Problem to work on: Convert the lines from the one containing "Identify each instance of the carpet" through the last line into a Markdown table with the columns Row and Line. Skip any blank lines.

[Lines that point to named objects]
= = =

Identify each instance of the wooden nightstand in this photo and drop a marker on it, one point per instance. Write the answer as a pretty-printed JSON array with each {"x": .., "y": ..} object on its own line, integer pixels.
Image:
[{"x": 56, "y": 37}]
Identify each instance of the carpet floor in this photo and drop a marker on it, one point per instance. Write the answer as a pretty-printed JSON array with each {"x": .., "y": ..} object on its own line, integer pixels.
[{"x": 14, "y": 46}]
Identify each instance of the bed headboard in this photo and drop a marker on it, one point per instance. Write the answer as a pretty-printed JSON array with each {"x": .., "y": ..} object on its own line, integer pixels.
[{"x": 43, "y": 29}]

= = =

Reply to the task:
| Row | Line |
|---|---|
| 1 | Identify each instance of the carpet floor in this photo and drop a marker on it, one point per instance. Write the answer as a pretty-printed JSON array with each {"x": .., "y": ..} object on its own line, integer pixels. |
| 2 | [{"x": 14, "y": 46}] |
| 3 | Identify each instance of the bed headboard in this photo and drop a marker on it, one point per instance. Write the answer as a pretty-printed JSON array with each {"x": .., "y": ..} object on its own line, integer pixels. |
| 4 | [{"x": 43, "y": 29}] |